___ Source material ___

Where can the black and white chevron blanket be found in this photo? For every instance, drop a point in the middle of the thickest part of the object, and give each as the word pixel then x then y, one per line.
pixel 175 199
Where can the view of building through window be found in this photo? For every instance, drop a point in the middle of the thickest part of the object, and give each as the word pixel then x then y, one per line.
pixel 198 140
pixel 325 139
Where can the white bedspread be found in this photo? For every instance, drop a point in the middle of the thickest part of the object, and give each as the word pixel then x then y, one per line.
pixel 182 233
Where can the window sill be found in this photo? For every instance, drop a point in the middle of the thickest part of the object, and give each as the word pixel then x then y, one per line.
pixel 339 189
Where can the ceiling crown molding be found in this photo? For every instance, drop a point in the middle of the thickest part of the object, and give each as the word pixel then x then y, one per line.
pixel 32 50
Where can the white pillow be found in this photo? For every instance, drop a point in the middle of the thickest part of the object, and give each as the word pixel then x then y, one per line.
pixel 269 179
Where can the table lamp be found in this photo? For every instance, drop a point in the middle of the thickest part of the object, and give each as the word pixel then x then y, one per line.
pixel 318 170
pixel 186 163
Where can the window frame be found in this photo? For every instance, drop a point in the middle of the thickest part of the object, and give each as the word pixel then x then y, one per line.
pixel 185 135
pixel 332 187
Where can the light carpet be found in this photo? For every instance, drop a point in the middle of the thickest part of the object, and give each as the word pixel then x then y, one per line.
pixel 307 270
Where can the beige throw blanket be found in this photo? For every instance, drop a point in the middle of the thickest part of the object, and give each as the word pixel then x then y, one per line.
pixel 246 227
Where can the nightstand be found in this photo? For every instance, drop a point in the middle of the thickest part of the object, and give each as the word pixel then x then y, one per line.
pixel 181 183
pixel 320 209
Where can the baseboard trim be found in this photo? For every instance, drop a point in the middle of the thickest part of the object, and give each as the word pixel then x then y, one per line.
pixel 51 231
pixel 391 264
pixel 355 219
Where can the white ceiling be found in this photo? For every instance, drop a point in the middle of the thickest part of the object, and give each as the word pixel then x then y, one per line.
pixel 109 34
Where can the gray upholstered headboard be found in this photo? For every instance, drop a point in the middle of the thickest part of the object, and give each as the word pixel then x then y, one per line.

___

> [Given problem] Return all of the entries exactly as they were supplied.

> [Solution to this task]
Where can the black and white chevron blanket be found in this photo? For every instance, drop a point in the middle of the thickest part of the object, and give each as the word pixel then x then y, one per line.
pixel 175 199
Where can the view of building through window be found in this photo? For every instance, drop a point in the middle of the thickest part of the object, and give each as the word pixel then x then y, one per line.
pixel 198 140
pixel 325 139
Where can the white bedspread be found in this photo? For every instance, drop a point in the middle of the thickest part of the object, and give each as the word pixel then x then y, one per line.
pixel 182 233
Where can the window sill be found in this photo? For every instance, drop a point in the middle of the thickest part of the object, and give each as the word pixel then x then y, one per line.
pixel 339 189
Where can the ceiling crown molding be found in this photo? For every instance, drop a point in the middle of the thickest part of the object, and give each as the word pixel then x then y, one per line.
pixel 32 50
Where can the white pillow be found in this photo? For every instance, drop a point in the middle of the thickest part of the object, and give each as the word pixel then x then y, one per line.
pixel 269 179
Where can the table lamp be found in this photo? For every instance, drop a point in the middle of the thickest part of the object, and give each as the word pixel then x then y, one per line.
pixel 318 170
pixel 186 163
Where can the window frame be found in this photo? For every instance, drop a point in the middle of the thickest part of the object, and give each as the word pixel then x then y, one per line.
pixel 185 135
pixel 332 187
Where can the light carpet be found in this photo? For every instance, drop a point in the middle of the thickest part of the object, and give each as the word pixel then x then y, one per line.
pixel 307 270
Where can the beige throw blanket be found in this photo? For every instance, drop a point in the middle of the thickest part of the object, and give each as the word pixel then x then y, one per line.
pixel 246 227
Where can the nightstand be found in this photo? For every instance, drop a point in the middle of the thickest part of the object, and give each as the word pixel then x then y, one per line.
pixel 181 183
pixel 320 209
Where can the baseboard trim be found in this photo? For every instance, drop a point in the middle of the thickest part of the object, and give each as the word pixel then x then y, one per line.
pixel 51 231
pixel 391 264
pixel 355 219
Where can the white ceiling be found in this photo? For every instance, drop a point in the middle of the thickest part of the object, and give each as the word pixel then x then y, one per line.
pixel 109 34
Where can the gray upholstered headboard be found in this photo? For every instance, drop a point in the middle of the thickest part of the object, and give each as the word pixel then x then y, one per line.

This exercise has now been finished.